**Data extracts:**

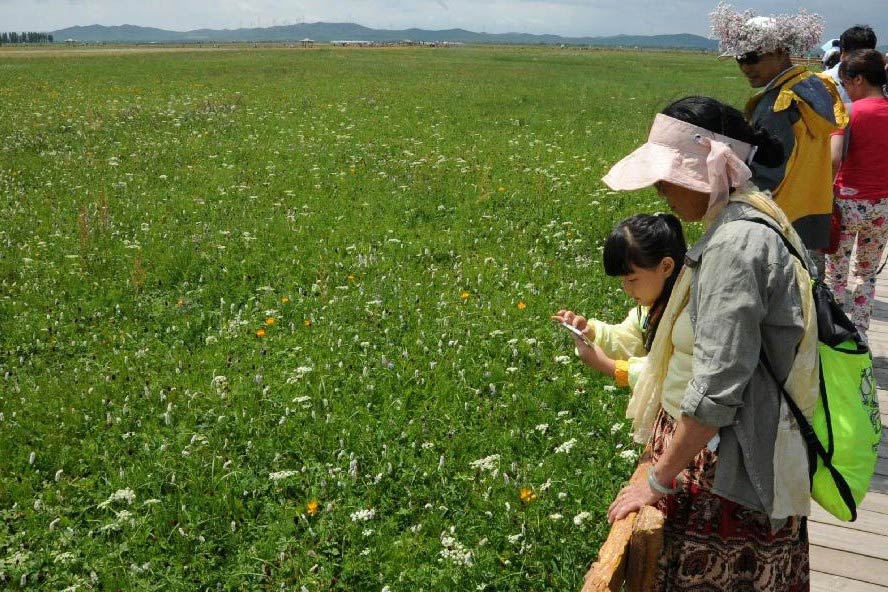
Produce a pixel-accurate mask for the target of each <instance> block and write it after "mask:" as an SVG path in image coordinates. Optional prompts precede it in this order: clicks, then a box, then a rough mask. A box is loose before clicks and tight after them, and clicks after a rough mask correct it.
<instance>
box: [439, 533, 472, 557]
mask: <svg viewBox="0 0 888 592" xmlns="http://www.w3.org/2000/svg"><path fill="white" fill-rule="evenodd" d="M450 530H451V534H452V533H453V531H454V529H453V528H452V527H451V529H450ZM441 546H442V547H444V548H443V549H441V557H442V558H443V559H447V560H449V561H451V562H452V563H454V564H455V565H461V566H464V567H471V566H472V552H471V551H470V550H468V549H466V548H465V546H464V545H463V544H462V543H461V542H459V541H458V540H457V539H456V537H453V536H450V534H447V532H442V533H441Z"/></svg>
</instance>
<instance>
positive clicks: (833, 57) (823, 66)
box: [823, 51, 842, 70]
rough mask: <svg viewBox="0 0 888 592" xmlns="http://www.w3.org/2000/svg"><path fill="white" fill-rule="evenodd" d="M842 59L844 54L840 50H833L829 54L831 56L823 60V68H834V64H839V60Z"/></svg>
mask: <svg viewBox="0 0 888 592" xmlns="http://www.w3.org/2000/svg"><path fill="white" fill-rule="evenodd" d="M841 59H842V54H841V53H840V52H838V51H834V52H832V53H831V54H829V57H828V58H826V60H824V61H823V69H824V70H829V69H830V68H832V67H833V66H835V65H836V64H838V63H839V60H841Z"/></svg>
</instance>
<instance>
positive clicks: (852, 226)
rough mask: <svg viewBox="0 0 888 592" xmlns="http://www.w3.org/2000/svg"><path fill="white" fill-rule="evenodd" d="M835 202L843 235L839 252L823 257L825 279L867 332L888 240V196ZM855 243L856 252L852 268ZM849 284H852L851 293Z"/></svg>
mask: <svg viewBox="0 0 888 592" xmlns="http://www.w3.org/2000/svg"><path fill="white" fill-rule="evenodd" d="M836 203H838V204H839V208H840V209H841V211H842V232H841V236H840V239H839V250H838V251H836V252H835V253H834V254H833V255H827V257H826V273H825V275H826V278H825V280H826V284H827V285H828V286H829V287H830V288H831V289H832V291H833V294H835V296H836V300H837V301H838V302H839V304H840V305H842V308H843V309H844V310H845V312H846V313H847V314H848V316H850V317H851V320H852V321H853V322H854V324H855V325H857V327H858V328H860V329H861V330H863V331H866V330H867V329H869V319H870V314H871V313H872V310H873V298H874V296H875V292H876V270H877V269H878V267H879V261H880V259H881V257H882V251H883V250H884V248H885V242H886V240H888V197H885V198H883V199H880V200H878V201H868V200H857V199H843V198H836ZM855 243H856V244H857V252H856V253H855V256H854V265H853V266H851V253H852V251H853V250H854V245H855ZM849 267H851V277H850V278H849V276H848V271H849V269H848V268H849ZM849 279H850V280H851V281H850V282H849ZM849 283H852V284H853V285H852V286H850V287H851V288H853V291H851V292H849Z"/></svg>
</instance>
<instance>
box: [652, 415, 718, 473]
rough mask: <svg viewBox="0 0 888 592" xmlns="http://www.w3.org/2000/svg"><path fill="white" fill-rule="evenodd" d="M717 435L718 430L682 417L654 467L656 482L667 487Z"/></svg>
mask: <svg viewBox="0 0 888 592" xmlns="http://www.w3.org/2000/svg"><path fill="white" fill-rule="evenodd" d="M717 433H718V428H714V427H711V426H708V425H705V424H702V423H700V422H699V421H697V420H696V419H694V418H693V417H690V416H689V415H682V416H681V419H679V420H678V422H677V424H676V427H675V435H674V436H673V437H672V442H671V443H670V444H669V446H668V447H667V448H666V450H665V451H664V452H663V455H662V456H661V457H660V458H659V460H657V463H656V465H655V466H654V470H655V472H656V475H657V480H658V481H659V482H660V483H661V484H662V485H664V486H669V484H670V483H672V480H673V479H675V478H676V477H677V476H678V474H679V473H681V472H682V470H684V468H685V467H686V466H688V464H690V462H691V461H692V460H693V459H694V457H695V456H697V453H699V452H700V451H701V450H702V449H703V447H704V446H706V444H707V442H709V441H710V440H711V439H712V438H713V436H715V435H716V434H717Z"/></svg>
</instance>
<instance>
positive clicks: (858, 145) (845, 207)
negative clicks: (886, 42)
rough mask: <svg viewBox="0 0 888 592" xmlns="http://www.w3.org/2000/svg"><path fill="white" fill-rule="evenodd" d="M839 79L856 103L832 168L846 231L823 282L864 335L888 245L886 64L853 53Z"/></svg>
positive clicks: (839, 147) (834, 151)
mask: <svg viewBox="0 0 888 592" xmlns="http://www.w3.org/2000/svg"><path fill="white" fill-rule="evenodd" d="M839 78H840V80H841V83H842V86H844V87H845V90H846V91H847V92H848V96H849V97H850V98H851V100H852V108H851V122H850V123H849V124H848V127H847V128H846V129H845V130H844V131H842V132H837V133H836V135H834V136H833V138H832V154H833V166H834V167H835V168H837V169H838V174H837V175H836V183H835V192H836V202H837V203H838V205H839V208H840V210H841V212H842V230H841V236H840V242H839V248H838V251H836V253H835V254H833V255H829V256H828V257H827V260H826V278H825V279H826V283H827V285H829V287H830V288H832V290H833V293H835V295H836V299H837V300H838V301H839V303H840V304H842V305H843V306H844V308H845V311H846V312H847V313H848V315H849V316H850V317H851V320H852V321H853V322H854V324H855V325H857V327H858V329H860V332H861V334H862V335H865V334H866V330H867V329H868V328H869V319H870V314H871V313H872V308H873V297H874V295H875V288H876V270H877V269H878V265H879V260H880V258H881V256H882V251H883V250H884V248H885V243H886V241H888V95H886V86H885V85H886V82H888V80H886V75H885V60H884V58H883V57H882V54H881V53H879V52H878V51H875V50H871V49H865V50H858V51H855V52H853V53H852V54H851V55H850V56H848V57H847V58H846V59H845V60H844V61H843V62H842V64H841V65H840V67H839ZM846 133H847V134H850V135H849V137H848V141H847V142H846V141H845V138H844V137H843V134H846ZM843 153H844V154H843ZM855 246H856V249H857V250H856V254H855V256H854V263H853V265H852V264H851V260H852V252H853V251H854V248H855ZM849 267H850V268H851V269H850V271H851V277H850V278H849Z"/></svg>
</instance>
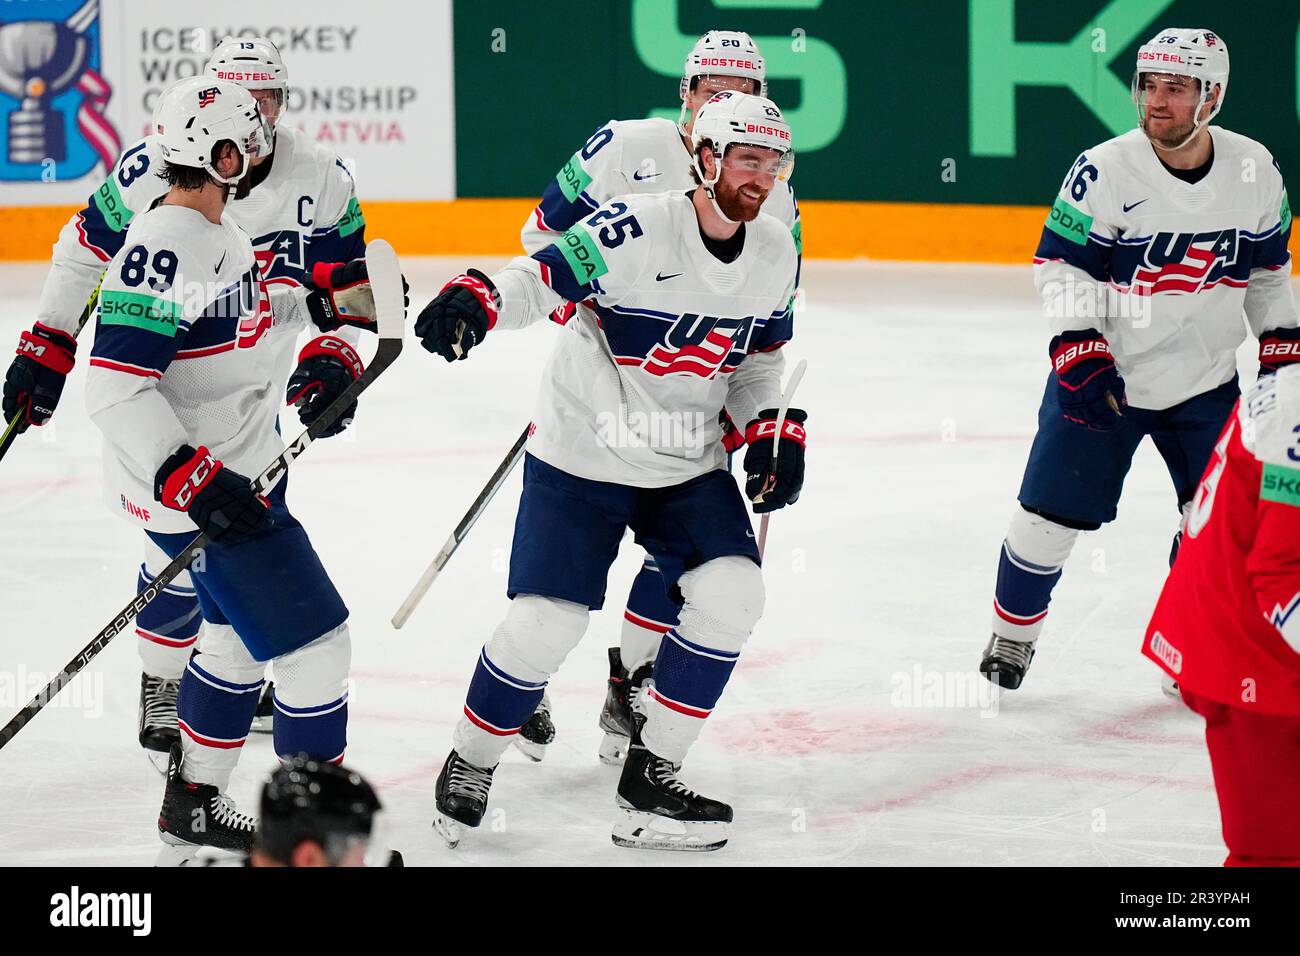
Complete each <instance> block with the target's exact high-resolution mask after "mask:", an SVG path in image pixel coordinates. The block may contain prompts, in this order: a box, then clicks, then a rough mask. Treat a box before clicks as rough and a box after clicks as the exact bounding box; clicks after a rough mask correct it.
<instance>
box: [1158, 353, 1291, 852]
mask: <svg viewBox="0 0 1300 956" xmlns="http://www.w3.org/2000/svg"><path fill="white" fill-rule="evenodd" d="M1297 607H1300V367H1287V368H1283V369H1282V371H1281V372H1278V373H1277V375H1273V376H1264V377H1261V378H1260V381H1257V382H1256V384H1255V386H1253V388H1252V389H1251V392H1248V393H1247V394H1245V395H1244V397H1243V398H1242V401H1240V402H1238V407H1236V410H1235V411H1234V414H1232V415H1231V416H1229V420H1227V425H1226V427H1225V428H1223V433H1222V434H1221V436H1219V440H1218V444H1217V445H1216V446H1214V454H1213V457H1212V458H1210V463H1209V466H1208V467H1206V470H1205V475H1204V476H1203V477H1201V484H1200V486H1199V488H1197V489H1196V496H1195V497H1193V498H1192V502H1191V509H1190V511H1188V515H1187V525H1186V529H1184V533H1183V544H1182V548H1180V549H1179V553H1178V559H1177V561H1175V562H1174V567H1173V570H1171V571H1170V575H1169V579H1167V580H1166V581H1165V589H1164V592H1162V593H1161V596H1160V602H1158V604H1157V605H1156V611H1154V614H1153V615H1152V619H1151V624H1149V626H1148V628H1147V639H1145V643H1144V644H1143V653H1144V654H1145V656H1147V657H1149V658H1151V659H1153V661H1154V662H1156V663H1158V665H1160V666H1161V667H1162V669H1164V670H1165V671H1166V672H1167V674H1169V675H1170V676H1173V678H1174V679H1175V680H1178V684H1179V688H1180V689H1182V695H1183V700H1186V701H1187V705H1188V706H1191V708H1192V710H1195V711H1196V713H1199V714H1200V715H1201V717H1204V718H1205V741H1206V744H1208V745H1209V750H1210V763H1212V766H1213V767H1214V787H1216V790H1217V791H1218V800H1219V812H1221V816H1222V818H1223V842H1225V843H1226V844H1227V848H1229V857H1227V860H1226V861H1225V862H1226V865H1227V866H1300V813H1297V812H1296V809H1297V808H1300V611H1297V610H1296V609H1297Z"/></svg>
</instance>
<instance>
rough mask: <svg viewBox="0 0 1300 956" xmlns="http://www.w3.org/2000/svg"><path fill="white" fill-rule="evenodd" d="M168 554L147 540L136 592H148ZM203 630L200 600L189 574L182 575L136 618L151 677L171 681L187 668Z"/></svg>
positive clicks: (136, 629)
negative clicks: (194, 645)
mask: <svg viewBox="0 0 1300 956" xmlns="http://www.w3.org/2000/svg"><path fill="white" fill-rule="evenodd" d="M170 561H172V559H170V558H168V557H166V553H165V551H164V550H162V549H161V548H159V546H157V545H156V544H153V541H152V540H151V538H148V537H146V544H144V562H143V563H142V564H140V572H139V578H138V579H136V591H144V588H146V587H148V585H149V584H152V583H153V579H156V578H157V576H159V574H160V572H161V571H162V568H165V567H166V566H168V564H169V563H170ZM200 627H203V614H201V613H200V611H199V597H198V594H196V593H195V591H194V584H192V581H191V580H190V575H188V572H186V574H182V575H178V576H177V578H175V579H174V580H173V581H172V583H170V584H168V585H166V588H164V589H162V593H161V594H159V596H157V597H156V598H153V601H151V602H149V604H148V606H147V607H144V610H142V611H140V613H139V617H136V619H135V633H136V636H138V637H139V639H140V641H139V649H140V658H142V661H143V663H144V670H146V672H147V674H153V675H156V676H164V678H170V676H175V675H178V674H179V672H181V670H183V669H185V661H186V659H187V658H188V657H190V652H191V650H192V649H194V644H195V641H196V640H198V636H199V628H200Z"/></svg>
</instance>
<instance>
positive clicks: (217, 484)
mask: <svg viewBox="0 0 1300 956" xmlns="http://www.w3.org/2000/svg"><path fill="white" fill-rule="evenodd" d="M153 497H155V498H157V499H159V501H161V502H162V503H164V505H166V506H168V507H169V509H173V510H175V511H185V512H186V514H188V515H190V519H191V520H192V522H194V523H195V524H198V525H199V531H205V532H207V533H208V536H209V537H211V538H212V540H213V541H216V540H218V538H221V540H225V541H227V542H234V541H240V540H243V538H246V537H250V536H252V535H257V533H260V532H263V531H266V529H269V528H270V511H269V509H268V506H266V501H265V499H264V498H261V497H260V496H259V494H257V493H256V492H255V490H253V489H252V485H251V484H248V479H246V477H244V476H243V475H239V473H238V472H233V471H230V470H229V468H225V467H222V464H221V462H218V460H217V459H216V458H213V457H212V453H211V451H208V450H207V449H205V447H203V446H201V445H200V446H199V447H198V449H195V447H194V446H192V445H182V446H181V447H179V449H177V451H175V454H173V455H172V457H170V458H168V459H166V460H165V462H162V467H161V468H159V473H157V476H155V479H153Z"/></svg>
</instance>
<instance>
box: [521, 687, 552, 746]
mask: <svg viewBox="0 0 1300 956" xmlns="http://www.w3.org/2000/svg"><path fill="white" fill-rule="evenodd" d="M554 740H555V722H554V721H551V701H550V698H549V697H546V695H542V702H541V704H538V705H537V710H534V711H533V715H532V717H529V718H528V723H525V724H524V726H523V727H520V728H519V734H516V735H515V747H517V748H519V750H520V753H523V754H524V756H525V757H528V758H529V760H530V761H536V762H541V760H542V757H545V756H546V748H547V747H550V744H551V741H554Z"/></svg>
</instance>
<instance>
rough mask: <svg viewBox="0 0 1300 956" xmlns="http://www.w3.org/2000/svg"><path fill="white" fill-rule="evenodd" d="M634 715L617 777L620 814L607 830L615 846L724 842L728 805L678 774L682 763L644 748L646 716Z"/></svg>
mask: <svg viewBox="0 0 1300 956" xmlns="http://www.w3.org/2000/svg"><path fill="white" fill-rule="evenodd" d="M633 719H634V724H636V726H634V732H633V735H632V745H630V748H629V749H628V756H627V760H625V761H624V763H623V775H621V777H619V806H620V808H621V810H623V816H621V817H620V819H619V821H617V822H616V823H615V825H614V832H612V834H611V838H612V839H614V843H615V845H619V847H633V848H637V849H686V851H705V849H722V848H723V847H725V845H727V831H728V829H729V827H728V825H729V823H731V822H732V809H731V806H728V805H727V804H724V803H722V801H719V800H710V799H708V797H705V796H699V793H697V792H695V791H693V790H690V788H689V787H686V786H685V784H684V783H681V780H679V779H677V773H679V771H680V770H681V765H679V763H671V762H668V761H667V760H664V758H663V757H658V756H655V754H654V753H651V752H650V750H647V749H646V747H645V744H643V743H641V724H642V723H645V717H642V715H641V714H637V715H636V717H634V718H633Z"/></svg>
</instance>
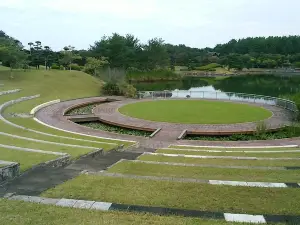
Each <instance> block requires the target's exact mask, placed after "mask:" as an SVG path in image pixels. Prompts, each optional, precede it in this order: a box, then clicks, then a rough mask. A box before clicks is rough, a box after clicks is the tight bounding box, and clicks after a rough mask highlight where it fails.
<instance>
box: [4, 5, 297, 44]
mask: <svg viewBox="0 0 300 225" xmlns="http://www.w3.org/2000/svg"><path fill="white" fill-rule="evenodd" d="M299 8H300V1H299V0H285V1H282V0H185V1H182V0H180V1H179V0H105V1H104V0H0V30H3V31H4V32H6V33H7V34H8V35H10V36H13V37H15V38H16V39H18V40H20V41H21V42H22V43H23V45H27V43H28V42H34V41H41V42H42V44H43V45H48V46H50V47H51V48H52V49H53V50H61V49H62V48H63V47H64V46H67V45H72V46H75V47H76V49H87V48H89V46H90V45H92V44H93V43H94V42H95V41H97V40H100V39H101V37H102V36H104V35H107V36H108V35H111V34H112V33H119V34H121V35H125V34H128V33H129V34H133V35H135V36H136V37H138V38H139V39H140V40H141V42H143V43H145V42H146V41H147V40H149V39H151V38H154V37H159V38H162V39H164V40H165V42H166V43H171V44H176V45H177V44H185V45H187V46H190V47H197V48H204V47H214V46H215V45H216V44H219V43H226V42H228V41H230V40H231V39H233V38H235V39H238V38H243V37H249V36H251V37H253V36H281V35H300V26H299V24H300V15H299Z"/></svg>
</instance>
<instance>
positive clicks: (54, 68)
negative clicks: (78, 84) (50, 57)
mask: <svg viewBox="0 0 300 225" xmlns="http://www.w3.org/2000/svg"><path fill="white" fill-rule="evenodd" d="M51 69H53V70H60V69H61V67H60V66H59V65H57V64H56V63H53V64H52V66H51Z"/></svg>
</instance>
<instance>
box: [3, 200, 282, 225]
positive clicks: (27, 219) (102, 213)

**Instruction:**
Please echo the material above, from its very start through the line containing "box: [439, 533, 472, 557]", both ends included, and leave the pictures out of your answer.

**Solution to this problem:**
Produce a pixel-accurate mask for the target of each <instance> block and write it after "mask:" as an SVG path in image coordinates. Optional prompts precede it in this order: clicks, then a box, then a rough mask. A box is loose before clicks and tight after them, and clicks after a rough mask correct it.
<instance>
box: [439, 533, 472, 557]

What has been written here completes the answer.